- _YOUR GOAL_
In the listing below, write out only the lines starting at the one containing "Target: white wall" and ending at the one containing "[[[0,0],[0,294],[25,296],[20,3]]]", request text included. Add 67 to every x and y coordinate in the polygon answers.

- _MATERIAL PROVIDED_
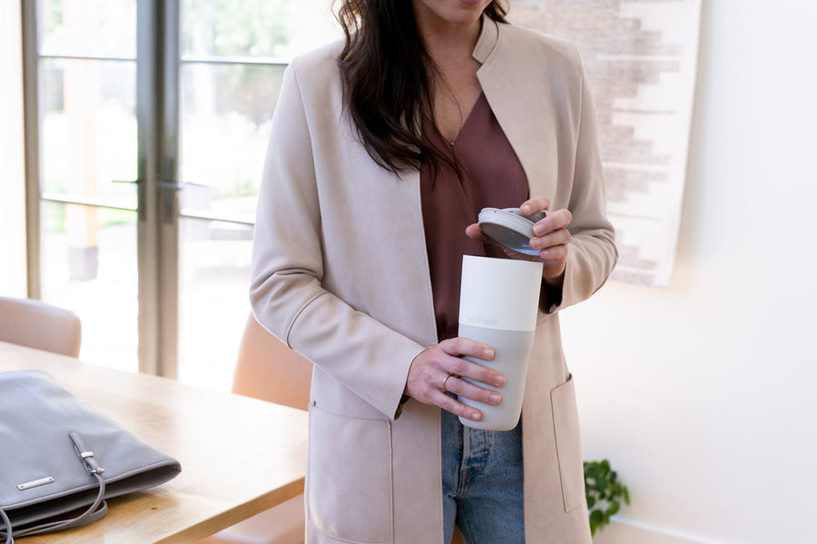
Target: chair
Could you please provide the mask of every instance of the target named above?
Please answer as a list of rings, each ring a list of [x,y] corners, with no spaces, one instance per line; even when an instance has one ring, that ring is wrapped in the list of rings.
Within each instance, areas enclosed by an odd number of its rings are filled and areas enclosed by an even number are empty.
[[[232,392],[306,410],[312,363],[264,329],[251,313],[239,346]],[[199,544],[300,544],[303,495],[209,537]]]
[[[312,363],[289,349],[251,313],[239,346],[232,392],[309,410]],[[201,540],[198,544],[301,544],[303,495]],[[455,529],[452,544],[462,544]]]
[[[0,296],[0,341],[79,357],[82,323],[70,310]]]

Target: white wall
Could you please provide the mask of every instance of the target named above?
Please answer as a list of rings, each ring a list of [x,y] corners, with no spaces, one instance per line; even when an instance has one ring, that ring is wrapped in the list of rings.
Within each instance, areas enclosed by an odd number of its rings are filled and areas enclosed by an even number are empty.
[[[817,3],[704,0],[678,262],[563,315],[599,544],[814,542]]]
[[[0,0],[0,294],[25,296],[20,3]]]

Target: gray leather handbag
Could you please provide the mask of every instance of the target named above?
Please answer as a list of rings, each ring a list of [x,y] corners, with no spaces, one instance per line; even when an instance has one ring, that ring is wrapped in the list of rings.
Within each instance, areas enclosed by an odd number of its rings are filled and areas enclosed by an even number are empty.
[[[39,371],[0,372],[0,539],[77,527],[182,470]]]

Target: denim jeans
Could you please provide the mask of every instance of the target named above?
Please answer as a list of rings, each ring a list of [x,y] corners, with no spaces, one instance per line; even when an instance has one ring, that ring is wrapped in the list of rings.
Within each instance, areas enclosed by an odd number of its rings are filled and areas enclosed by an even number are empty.
[[[524,544],[522,421],[511,430],[466,427],[442,410],[443,536],[468,544]]]

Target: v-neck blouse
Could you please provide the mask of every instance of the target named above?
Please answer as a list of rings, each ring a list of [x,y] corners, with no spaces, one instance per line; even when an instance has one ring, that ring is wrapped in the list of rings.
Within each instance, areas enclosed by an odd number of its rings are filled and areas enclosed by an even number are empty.
[[[457,336],[462,256],[507,258],[494,243],[480,243],[466,235],[485,207],[517,208],[528,197],[527,178],[518,157],[480,94],[471,113],[450,143],[428,116],[423,132],[460,166],[462,179],[447,164],[420,167],[420,196],[426,249],[431,273],[434,312],[439,341]],[[490,286],[486,286],[490,289]]]

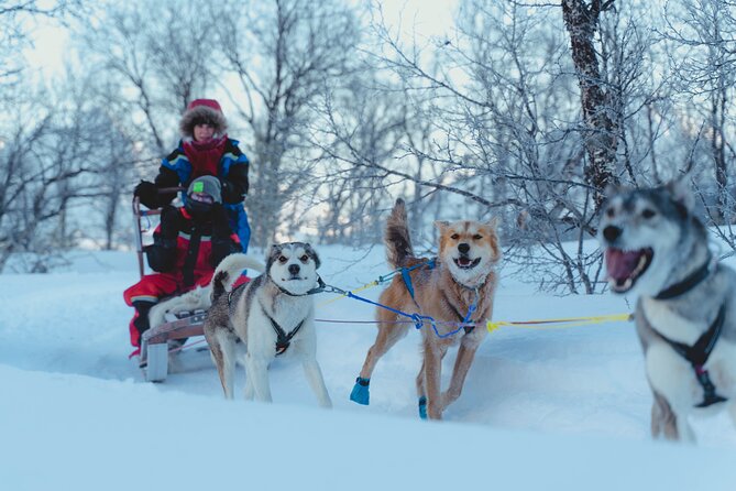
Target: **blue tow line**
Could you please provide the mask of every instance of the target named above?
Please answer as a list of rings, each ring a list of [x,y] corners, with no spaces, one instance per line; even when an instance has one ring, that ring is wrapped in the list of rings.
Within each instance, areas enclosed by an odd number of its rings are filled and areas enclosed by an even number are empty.
[[[421,329],[425,325],[425,321],[427,321],[427,323],[429,323],[430,326],[432,326],[432,330],[435,331],[437,337],[440,338],[440,339],[449,338],[450,336],[454,336],[455,334],[460,332],[460,330],[464,329],[465,327],[468,327],[470,325],[470,318],[473,316],[473,313],[477,308],[477,298],[479,298],[479,294],[477,294],[477,290],[476,290],[475,291],[475,302],[468,308],[468,314],[463,318],[462,323],[459,323],[459,327],[454,330],[449,331],[449,332],[440,334],[440,331],[437,329],[437,320],[435,320],[435,318],[432,318],[430,316],[421,315],[419,313],[408,314],[406,312],[398,310],[396,308],[392,308],[387,305],[383,305],[383,304],[380,304],[377,302],[373,302],[371,299],[364,298],[362,296],[358,296],[352,292],[347,292],[347,291],[338,288],[336,286],[325,285],[323,292],[339,293],[341,295],[347,296],[348,298],[354,298],[356,301],[365,302],[366,304],[371,304],[371,305],[375,305],[376,307],[385,308],[386,310],[393,312],[394,314],[397,314],[397,315],[400,315],[400,316],[404,316],[404,317],[408,317],[411,320],[414,320],[414,327],[417,328],[417,329]],[[443,323],[443,324],[448,324],[448,323]],[[455,324],[455,323],[450,323],[450,324]]]

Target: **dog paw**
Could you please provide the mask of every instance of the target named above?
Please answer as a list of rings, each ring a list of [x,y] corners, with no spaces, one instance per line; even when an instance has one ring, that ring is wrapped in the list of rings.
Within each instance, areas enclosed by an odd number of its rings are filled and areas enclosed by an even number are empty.
[[[360,377],[355,379],[355,385],[353,386],[353,391],[350,393],[350,400],[358,404],[367,406],[369,400],[371,399],[371,394],[369,392],[370,382],[370,379],[361,379]]]

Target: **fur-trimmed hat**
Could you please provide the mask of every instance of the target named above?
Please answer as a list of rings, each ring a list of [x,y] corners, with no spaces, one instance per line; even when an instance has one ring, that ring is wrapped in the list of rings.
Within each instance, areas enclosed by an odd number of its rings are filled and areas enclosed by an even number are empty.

- _WRITTEN RESPONSE_
Target: white wall
Could you please provide the mask of every instance of the target named above?
Please answer as a list of rings, each ring a list of [x,y] corners, with no spaces, one instance per line; even when an instance has one ring, that ring is wrapped in the list of rings.
Within each instance, areas enclosed by an odd number of its rings are filled and areas enclosed by an even number are empty.
[[[884,70],[771,67],[745,329],[630,382],[666,611],[881,609]]]
[[[67,67],[67,361],[92,363],[87,70]]]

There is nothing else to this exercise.